» DIRECTIONS FOR THIS TASK
Answer these questions from the forum thread:
(a) How large was the sitemaps folder when the disk space warning led to the investigation?
(b) How long did the sitemap rebuild take once tags were excluded?
(c) According to the developer's reply, how many times does "Halloween" appear?

» SOURCE

• This site uses cookies. By continuing to use this site, you are agreeing to our use of cookies. Learn more.

XF 1.5 internal_data/sitemaps was over 650 files

dvsDave

Well-known member
#1
So, I got a disk space warning on my server and started looking into what folders were the biggest offenders. To my surprise, the sitemaps folder was HUGE (like 22 gigs) There were a bunch of .gz files that were old, so I deleted those. I then wiped out the whole folder and went to Tools->Rebuild Caches and went to rebuild the sitemap.

Four Hours Later... I have over 650 5mb xml files and it's still rebuilding the Tags for the sitemap. We used to have a system that auto-generated tags and as a result, we have a LOT of tags across 35k discussions. When I woke up this morning, I had a 3 gig sitemap folder and the rebuild tool had timed out at some point.

So, I wiped the sitemap folder again, changed the XML Sitemap Generation option to exclude tags, then rebuild the sitemap with the Rebuild Caches tool. This time it took only a minute and my sitemap folder was only about 3 megs.

I guess I want to know if this is normal? Should I reinstate the tags and just not worry about the size, or should I keep excluding the tags? Do the tags make any appreciable SEO difference or does Google ding me for having an insane sitemap folder?
 

Brogan

XenForo moderator
Staff member
#2
That doesn't sound right as there should only be a single entry in the sitemap for each tag.
How many tags do you have?
 

dvsDave

Well-known member
#6
It's actually only 270 tags.

So, just to clarify, I'm not talking about the /sitemap folder, but the /internal_data/sitemaps/ folder where I was seeing these crazy figures.
 

Chris D

XenForo developer
Staff member
#8
Oh hang on a minute... there's a lot of repetition in there.

Halloween appears 187 times.

I'm going to look at this in more detail, from the code. First:

Can you confirm the result of this query:
Code:
SELECT COUNT(*) FROM xf_tag WHERE use_count > 0
Also can you confirm whether any add-ons are involved? Either were the tags imported from another add-on? Or are the tags themselves part of an add-on? e.g. is some of these repeated tags pointing to content that belongs to an add-on? It shouldn't matter, but worth checking.

» DATA SHOWN
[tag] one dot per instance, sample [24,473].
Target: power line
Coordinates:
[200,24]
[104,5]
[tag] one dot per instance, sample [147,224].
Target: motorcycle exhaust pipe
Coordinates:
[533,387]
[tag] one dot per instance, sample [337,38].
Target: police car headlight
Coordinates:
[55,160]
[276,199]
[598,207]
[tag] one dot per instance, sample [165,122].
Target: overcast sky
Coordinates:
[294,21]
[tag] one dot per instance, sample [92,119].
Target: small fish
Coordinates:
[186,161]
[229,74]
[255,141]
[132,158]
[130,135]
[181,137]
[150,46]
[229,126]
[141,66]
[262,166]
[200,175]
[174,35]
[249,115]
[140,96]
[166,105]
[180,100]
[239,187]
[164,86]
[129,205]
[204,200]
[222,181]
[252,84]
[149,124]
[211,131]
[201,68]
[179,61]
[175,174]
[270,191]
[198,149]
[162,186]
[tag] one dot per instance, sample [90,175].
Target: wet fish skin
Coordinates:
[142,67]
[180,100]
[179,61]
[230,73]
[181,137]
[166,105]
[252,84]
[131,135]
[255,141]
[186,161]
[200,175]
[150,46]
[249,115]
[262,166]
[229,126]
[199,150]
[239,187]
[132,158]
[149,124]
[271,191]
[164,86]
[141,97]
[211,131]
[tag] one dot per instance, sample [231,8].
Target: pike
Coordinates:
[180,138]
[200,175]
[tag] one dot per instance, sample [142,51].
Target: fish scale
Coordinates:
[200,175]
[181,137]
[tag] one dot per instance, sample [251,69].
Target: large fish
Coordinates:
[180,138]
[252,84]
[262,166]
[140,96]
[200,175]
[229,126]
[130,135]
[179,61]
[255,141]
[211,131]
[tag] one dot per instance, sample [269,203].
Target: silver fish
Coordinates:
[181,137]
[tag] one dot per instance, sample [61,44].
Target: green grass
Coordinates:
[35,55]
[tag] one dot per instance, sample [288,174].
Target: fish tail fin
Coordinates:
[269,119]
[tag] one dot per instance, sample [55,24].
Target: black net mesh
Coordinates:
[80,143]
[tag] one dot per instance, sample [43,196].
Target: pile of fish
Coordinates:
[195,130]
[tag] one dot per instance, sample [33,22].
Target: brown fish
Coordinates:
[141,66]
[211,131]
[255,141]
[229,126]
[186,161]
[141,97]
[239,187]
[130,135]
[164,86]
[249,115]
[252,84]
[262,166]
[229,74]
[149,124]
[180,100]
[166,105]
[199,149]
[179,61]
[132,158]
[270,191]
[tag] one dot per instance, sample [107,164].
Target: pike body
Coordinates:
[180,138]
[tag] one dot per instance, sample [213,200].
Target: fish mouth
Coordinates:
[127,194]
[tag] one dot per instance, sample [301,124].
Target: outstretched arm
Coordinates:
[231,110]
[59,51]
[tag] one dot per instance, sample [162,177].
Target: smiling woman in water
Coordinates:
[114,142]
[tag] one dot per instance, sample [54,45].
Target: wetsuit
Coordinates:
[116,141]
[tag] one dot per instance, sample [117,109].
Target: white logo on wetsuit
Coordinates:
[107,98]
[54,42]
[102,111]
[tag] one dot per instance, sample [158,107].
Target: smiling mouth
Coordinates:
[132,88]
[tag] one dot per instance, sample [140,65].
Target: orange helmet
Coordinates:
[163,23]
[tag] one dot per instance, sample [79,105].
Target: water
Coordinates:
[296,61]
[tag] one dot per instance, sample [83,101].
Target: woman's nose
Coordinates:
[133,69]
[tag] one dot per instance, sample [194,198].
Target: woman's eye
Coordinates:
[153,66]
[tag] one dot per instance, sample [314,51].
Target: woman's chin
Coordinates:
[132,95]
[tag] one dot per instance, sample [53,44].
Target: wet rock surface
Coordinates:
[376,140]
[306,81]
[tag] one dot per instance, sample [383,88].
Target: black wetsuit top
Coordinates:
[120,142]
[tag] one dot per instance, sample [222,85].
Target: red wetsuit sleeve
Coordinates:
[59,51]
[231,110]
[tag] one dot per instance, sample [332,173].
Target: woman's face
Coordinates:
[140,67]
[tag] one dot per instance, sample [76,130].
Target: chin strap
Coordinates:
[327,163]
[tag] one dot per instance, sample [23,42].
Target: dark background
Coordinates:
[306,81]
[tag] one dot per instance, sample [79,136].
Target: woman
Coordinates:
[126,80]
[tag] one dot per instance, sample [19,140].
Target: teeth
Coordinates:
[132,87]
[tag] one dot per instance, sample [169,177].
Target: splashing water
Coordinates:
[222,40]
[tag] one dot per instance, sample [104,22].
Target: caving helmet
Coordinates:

» THE OUTPUT
(a) About 22 gigs.
(b) Only a minute.
(c) 187 times.